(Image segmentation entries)
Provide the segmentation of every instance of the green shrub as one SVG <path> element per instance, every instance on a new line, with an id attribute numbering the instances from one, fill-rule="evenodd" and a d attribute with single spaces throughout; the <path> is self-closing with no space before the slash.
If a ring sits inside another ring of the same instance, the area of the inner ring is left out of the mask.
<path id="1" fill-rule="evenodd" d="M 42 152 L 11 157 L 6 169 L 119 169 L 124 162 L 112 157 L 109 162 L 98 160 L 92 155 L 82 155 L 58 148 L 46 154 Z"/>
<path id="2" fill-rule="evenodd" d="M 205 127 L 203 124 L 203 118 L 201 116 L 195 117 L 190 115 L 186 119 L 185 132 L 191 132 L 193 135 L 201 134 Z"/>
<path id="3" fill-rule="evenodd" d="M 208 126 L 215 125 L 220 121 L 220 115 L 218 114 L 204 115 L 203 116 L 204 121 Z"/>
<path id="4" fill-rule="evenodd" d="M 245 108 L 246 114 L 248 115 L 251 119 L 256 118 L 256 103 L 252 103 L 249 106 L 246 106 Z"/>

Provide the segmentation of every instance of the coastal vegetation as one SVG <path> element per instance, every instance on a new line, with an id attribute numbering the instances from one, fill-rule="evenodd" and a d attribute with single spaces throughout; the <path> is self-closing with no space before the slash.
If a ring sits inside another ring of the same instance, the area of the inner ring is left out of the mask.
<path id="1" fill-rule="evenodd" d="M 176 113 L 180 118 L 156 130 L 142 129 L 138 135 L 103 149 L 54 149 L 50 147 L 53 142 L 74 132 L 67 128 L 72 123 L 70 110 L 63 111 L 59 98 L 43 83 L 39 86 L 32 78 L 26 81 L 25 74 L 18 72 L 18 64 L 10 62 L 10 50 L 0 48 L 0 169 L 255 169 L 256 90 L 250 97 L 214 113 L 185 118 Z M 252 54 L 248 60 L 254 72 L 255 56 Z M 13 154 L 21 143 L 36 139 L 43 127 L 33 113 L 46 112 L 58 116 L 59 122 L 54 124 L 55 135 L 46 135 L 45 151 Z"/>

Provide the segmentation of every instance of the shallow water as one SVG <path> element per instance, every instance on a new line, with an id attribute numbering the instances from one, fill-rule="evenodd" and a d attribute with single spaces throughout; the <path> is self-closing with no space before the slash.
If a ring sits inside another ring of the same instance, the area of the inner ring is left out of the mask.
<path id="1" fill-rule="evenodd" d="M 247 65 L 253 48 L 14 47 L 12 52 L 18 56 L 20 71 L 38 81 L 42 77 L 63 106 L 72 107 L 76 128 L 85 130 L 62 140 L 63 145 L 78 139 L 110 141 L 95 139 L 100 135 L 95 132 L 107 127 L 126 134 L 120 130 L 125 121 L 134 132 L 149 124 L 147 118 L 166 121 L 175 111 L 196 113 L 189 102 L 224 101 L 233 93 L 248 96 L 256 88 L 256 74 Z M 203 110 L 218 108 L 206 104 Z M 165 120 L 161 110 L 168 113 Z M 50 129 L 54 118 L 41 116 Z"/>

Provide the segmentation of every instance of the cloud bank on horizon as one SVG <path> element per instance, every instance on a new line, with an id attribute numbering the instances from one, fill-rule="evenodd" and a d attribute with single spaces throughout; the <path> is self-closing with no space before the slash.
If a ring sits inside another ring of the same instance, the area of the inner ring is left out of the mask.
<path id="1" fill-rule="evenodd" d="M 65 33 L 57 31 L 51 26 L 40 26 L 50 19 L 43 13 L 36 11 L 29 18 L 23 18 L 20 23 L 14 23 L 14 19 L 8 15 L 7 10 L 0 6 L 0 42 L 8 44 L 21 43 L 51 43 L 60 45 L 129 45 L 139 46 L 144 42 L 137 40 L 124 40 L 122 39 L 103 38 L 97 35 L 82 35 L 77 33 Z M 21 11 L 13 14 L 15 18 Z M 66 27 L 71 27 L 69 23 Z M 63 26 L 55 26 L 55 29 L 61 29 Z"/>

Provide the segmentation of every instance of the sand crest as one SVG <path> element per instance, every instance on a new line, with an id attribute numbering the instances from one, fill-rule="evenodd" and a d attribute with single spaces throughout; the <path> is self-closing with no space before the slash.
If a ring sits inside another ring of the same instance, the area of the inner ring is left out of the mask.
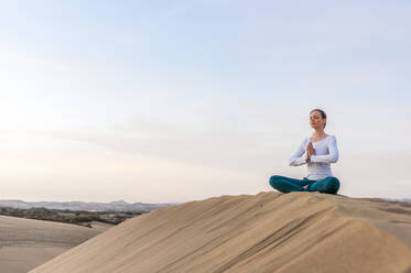
<path id="1" fill-rule="evenodd" d="M 411 204 L 262 192 L 165 207 L 31 273 L 411 272 Z"/>

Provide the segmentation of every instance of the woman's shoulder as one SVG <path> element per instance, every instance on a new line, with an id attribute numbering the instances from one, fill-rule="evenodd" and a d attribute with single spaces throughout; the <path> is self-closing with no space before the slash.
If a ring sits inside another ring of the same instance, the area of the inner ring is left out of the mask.
<path id="1" fill-rule="evenodd" d="M 327 139 L 328 139 L 328 142 L 329 141 L 331 142 L 336 142 L 337 141 L 337 138 L 335 136 L 335 134 L 328 134 Z"/>

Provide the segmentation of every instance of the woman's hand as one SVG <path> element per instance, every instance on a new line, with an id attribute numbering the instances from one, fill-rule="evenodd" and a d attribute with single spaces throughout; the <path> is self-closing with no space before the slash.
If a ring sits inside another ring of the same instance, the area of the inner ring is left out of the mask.
<path id="1" fill-rule="evenodd" d="M 310 141 L 309 145 L 306 146 L 306 162 L 311 161 L 311 155 L 315 154 L 315 150 L 313 148 L 313 143 Z"/>

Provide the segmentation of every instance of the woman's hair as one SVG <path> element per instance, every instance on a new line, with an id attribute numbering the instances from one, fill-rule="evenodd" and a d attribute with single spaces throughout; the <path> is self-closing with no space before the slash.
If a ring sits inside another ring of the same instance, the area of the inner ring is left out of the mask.
<path id="1" fill-rule="evenodd" d="M 323 110 L 321 110 L 321 109 L 313 109 L 313 110 L 310 111 L 310 114 L 311 114 L 312 112 L 314 112 L 314 111 L 318 111 L 318 112 L 321 113 L 321 117 L 322 117 L 323 119 L 326 119 L 326 118 L 327 118 L 327 114 L 326 114 Z M 327 122 L 324 123 L 324 128 L 325 128 L 326 124 L 327 124 Z"/>

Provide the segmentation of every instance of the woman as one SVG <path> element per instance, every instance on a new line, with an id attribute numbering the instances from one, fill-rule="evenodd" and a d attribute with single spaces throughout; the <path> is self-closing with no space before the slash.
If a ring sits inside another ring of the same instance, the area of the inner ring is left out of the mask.
<path id="1" fill-rule="evenodd" d="M 327 116 L 321 109 L 310 112 L 310 124 L 314 129 L 311 138 L 305 138 L 299 150 L 289 160 L 290 166 L 307 164 L 309 175 L 303 179 L 281 175 L 270 177 L 270 185 L 282 193 L 320 192 L 336 194 L 339 181 L 333 176 L 329 164 L 338 161 L 335 135 L 324 132 Z M 306 187 L 305 187 L 306 186 Z"/>

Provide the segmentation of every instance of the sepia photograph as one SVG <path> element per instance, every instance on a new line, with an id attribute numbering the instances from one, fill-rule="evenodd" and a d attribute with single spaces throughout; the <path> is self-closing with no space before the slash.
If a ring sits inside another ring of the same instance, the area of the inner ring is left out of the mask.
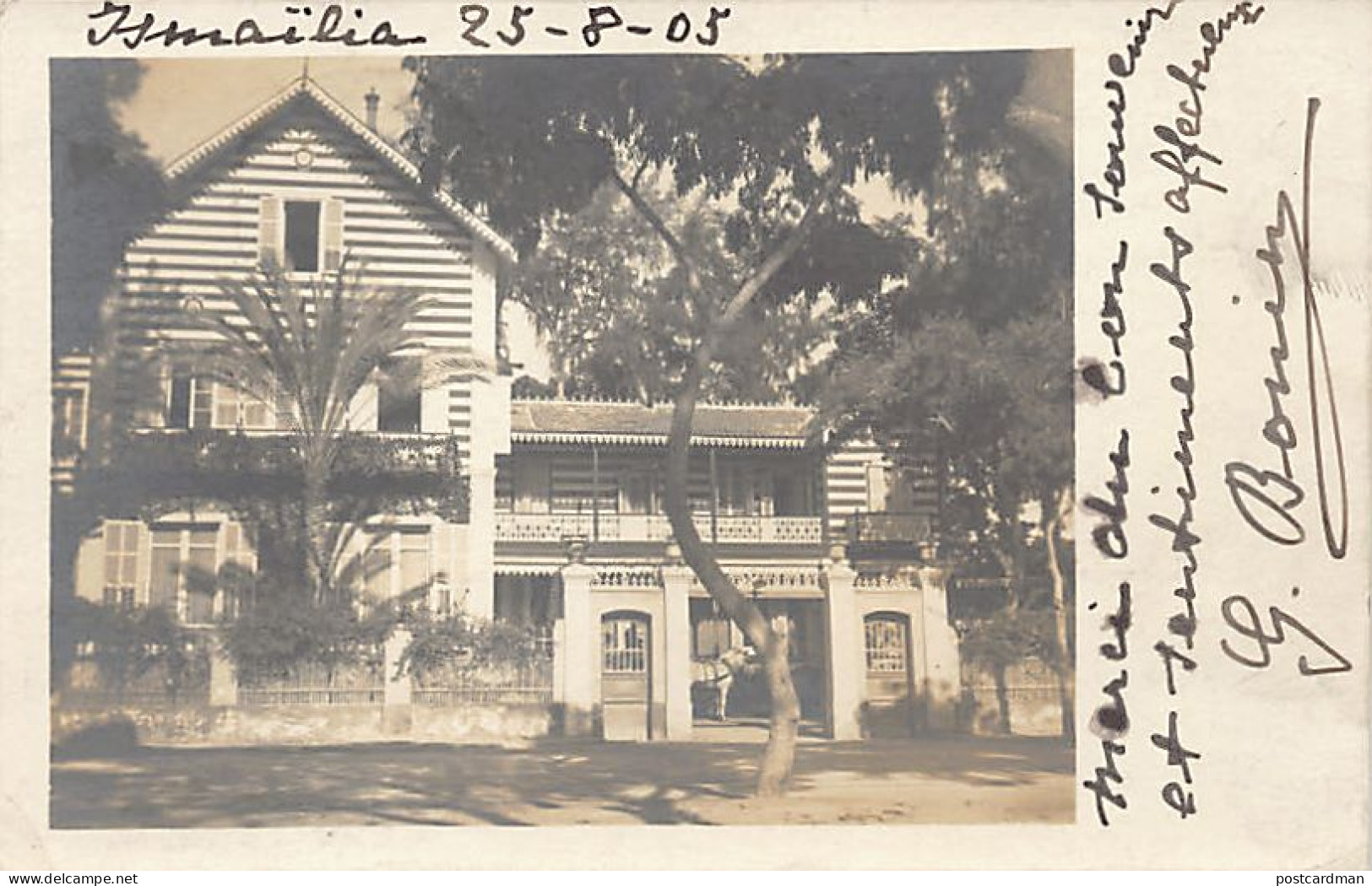
<path id="1" fill-rule="evenodd" d="M 1076 822 L 1070 49 L 48 75 L 52 828 Z"/>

DIRECTIONS FOR THIS TASK:
Render every line of the items above as a Markdown table with the columns "Row" and "Line", where "Row" numbers each line and "Line" holds its text. Skip blank lines and leave the pictures out of the table.

EXERCISE RESULT:
| Row | Line |
|---|---|
| 1 | Provide the segmentation of every instance of the green shrub as one SVG <path> element per instance, every instance on a new line, with an id attribute numbering the instances from one, fill-rule="evenodd" and a d attribute with single spaces throughout; the <path> is self-closing with no space before the slash. |
| 2 | If a ring sits inside another ring of the same instance, the area of the inner ring is left out of the mask. |
| 3 | <path id="1" fill-rule="evenodd" d="M 42 152 L 11 157 L 6 169 L 119 169 L 124 162 L 112 157 L 109 162 L 98 160 L 92 155 L 82 155 L 58 148 L 46 154 Z"/> |
| 4 | <path id="2" fill-rule="evenodd" d="M 205 127 L 203 124 L 203 118 L 201 116 L 195 117 L 190 115 L 186 119 L 185 132 L 191 132 L 193 135 L 201 134 Z"/> |
| 5 | <path id="3" fill-rule="evenodd" d="M 208 126 L 215 125 L 220 121 L 220 115 L 218 114 L 204 115 L 203 116 L 204 121 Z"/> |
| 6 | <path id="4" fill-rule="evenodd" d="M 245 108 L 246 114 L 248 115 L 251 119 L 256 118 L 256 103 L 252 103 L 249 106 L 246 106 Z"/> |
| 7 | Provide the segmentation of every instance of the coastal vegetation as one SVG <path> element per instance, every instance on a new line, with an id attribute numbering the instances from one, fill-rule="evenodd" and a d attribute with single spaces throughout; the <path> is self-closing with no space before the slash. |
| 8 | If a ring sits inside another ring of the same instance, the area of the inner ring is left out of the mask. |
| 9 | <path id="1" fill-rule="evenodd" d="M 176 113 L 180 118 L 156 130 L 142 129 L 138 135 L 103 149 L 54 149 L 50 147 L 53 142 L 74 132 L 67 128 L 72 123 L 70 110 L 63 111 L 59 98 L 43 83 L 39 86 L 32 78 L 26 81 L 25 74 L 18 72 L 18 64 L 10 62 L 10 50 L 0 48 L 0 169 L 255 169 L 256 90 L 250 97 L 214 113 L 185 118 Z M 252 54 L 248 60 L 254 72 L 255 56 Z M 13 154 L 21 143 L 36 139 L 43 127 L 33 113 L 46 112 L 58 116 L 59 122 L 54 124 L 55 135 L 46 135 L 45 151 Z"/> |
| 10 | Provide the segmentation of every instance of the shallow water as one SVG <path> element per instance, every instance on a new line, with an id attribute numbering the instances from one, fill-rule="evenodd" and a d attribute with single spaces throughout; the <path> is self-closing with no space before the slash. |
| 11 | If a ring sits inside another ring of the same instance, the area of the inner ring is left out of the mask. |
| 12 | <path id="1" fill-rule="evenodd" d="M 247 65 L 253 48 L 14 47 L 12 52 L 18 56 L 20 71 L 38 81 L 42 77 L 63 106 L 72 107 L 76 128 L 85 130 L 62 140 L 63 145 L 78 139 L 110 141 L 95 139 L 100 135 L 95 132 L 107 127 L 126 134 L 120 130 L 125 121 L 134 132 L 149 124 L 147 118 L 166 121 L 175 111 L 196 113 L 189 102 L 224 101 L 233 93 L 248 96 L 256 88 L 256 74 Z M 203 110 L 218 108 L 206 104 Z M 165 120 L 161 110 L 168 113 Z M 50 129 L 54 118 L 41 116 Z"/> |
| 13 | Provide the segmentation of every instance of the cloud bank on horizon as one SVG <path> element per instance, every instance on a new line, with an id attribute numbering the instances from one, fill-rule="evenodd" and a d attribute with single spaces throughout; the <path> is self-closing with no space before the slash. |
| 14 | If a ring sits inside another ring of the same instance, the area of the inner ring is left out of the mask. |
| 15 | <path id="1" fill-rule="evenodd" d="M 65 33 L 57 31 L 51 26 L 40 26 L 50 19 L 43 13 L 36 11 L 29 18 L 23 18 L 20 23 L 14 23 L 14 19 L 8 15 L 7 10 L 0 6 L 0 42 L 8 44 L 21 43 L 51 43 L 60 45 L 129 45 L 139 46 L 144 42 L 137 40 L 124 40 L 122 39 L 103 38 L 97 35 L 82 35 L 77 33 Z M 21 11 L 13 14 L 15 18 Z M 66 27 L 71 27 L 69 23 Z M 63 26 L 55 26 L 55 29 L 61 29 Z"/> |
| 16 | Provide the segmentation of every instance of the sand crest as one SVG <path> element per instance, every instance on a new line, with an id attribute numbering the instances from one, fill-rule="evenodd" and a d attribute with single spaces throughout; the <path> is self-closing with no space before the slash. |
| 17 | If a ring sits inside another ring of the same instance, the area of the inner ring is left out of the mask. |
| 18 | <path id="1" fill-rule="evenodd" d="M 411 204 L 262 192 L 165 207 L 31 273 L 411 272 Z"/> |
| 19 | Provide the segmentation of every instance of the woman's shoulder as one SVG <path> element per instance, every instance on a new line, with an id attribute numbering the instances from one, fill-rule="evenodd" and a d attribute with single spaces throughout; the <path> is self-closing with no space before the slash. |
| 20 | If a ring sits inside another ring of the same instance, the area of the inner ring is left out of the mask. |
| 21 | <path id="1" fill-rule="evenodd" d="M 327 139 L 328 139 L 328 142 L 329 141 L 331 142 L 336 142 L 337 141 L 337 138 L 335 136 L 335 134 L 328 134 Z"/> |
| 22 | Provide the segmentation of every instance of the woman's hand as one SVG <path> element per instance, every instance on a new line, with an id attribute numbering the instances from one, fill-rule="evenodd" and a d attribute with single spaces throughout; the <path> is self-closing with no space before the slash. |
| 23 | If a ring sits inside another ring of the same instance, the area of the inner ring is left out of the mask. |
| 24 | <path id="1" fill-rule="evenodd" d="M 310 141 L 309 145 L 306 146 L 306 162 L 311 161 L 311 155 L 315 154 L 315 150 L 313 148 L 313 143 Z"/> |
| 25 | Provide the segmentation of every instance of the woman's hair as one SVG <path> element per instance, every instance on a new line, with an id attribute numbering the instances from one, fill-rule="evenodd" and a d attribute with single spaces throughout; the <path> is self-closing with no space before the slash. |
| 26 | If a ring sits inside another ring of the same instance, the area of the inner ring is left out of the mask. |
| 27 | <path id="1" fill-rule="evenodd" d="M 323 110 L 321 110 L 321 109 L 313 109 L 313 110 L 310 111 L 310 114 L 311 114 L 312 112 L 314 112 L 314 111 L 318 111 L 318 112 L 321 113 L 321 117 L 322 117 L 323 119 L 326 119 L 326 118 L 327 118 L 327 114 L 326 114 Z M 327 122 L 324 123 L 324 128 L 325 128 L 326 124 L 327 124 Z"/> |
| 28 | Provide the segmentation of every instance of the woman as one SVG <path> element per instance, every instance on a new line, with an id attribute numbering the instances from one, fill-rule="evenodd" and a d attribute with single spaces throughout; the <path> is self-closing with no space before the slash. |
| 29 | If a ring sits inside another ring of the same instance, the area of the inner ring is left out of the mask. |
| 30 | <path id="1" fill-rule="evenodd" d="M 327 116 L 321 109 L 310 112 L 310 124 L 314 129 L 311 138 L 305 138 L 299 150 L 289 160 L 290 166 L 307 164 L 309 175 L 303 179 L 281 175 L 270 177 L 270 185 L 282 193 L 320 192 L 336 194 L 339 181 L 333 176 L 329 164 L 338 161 L 335 135 L 324 132 Z M 306 187 L 305 187 L 306 186 Z"/> |
| 31 | Provide the segmentation of every instance of the sepia photograph as one SVG <path> element per instance, every instance on a new line, with an id attribute numbering the instances from one, fill-rule="evenodd" and a d attribute with single spaces throughout; the <path> is self-closing with no space before the slash. |
| 32 | If a ring sits inside another ring of the same instance, the area of the inner ring is left out of the mask. |
| 33 | <path id="1" fill-rule="evenodd" d="M 1076 822 L 1070 49 L 48 75 L 52 828 Z"/> |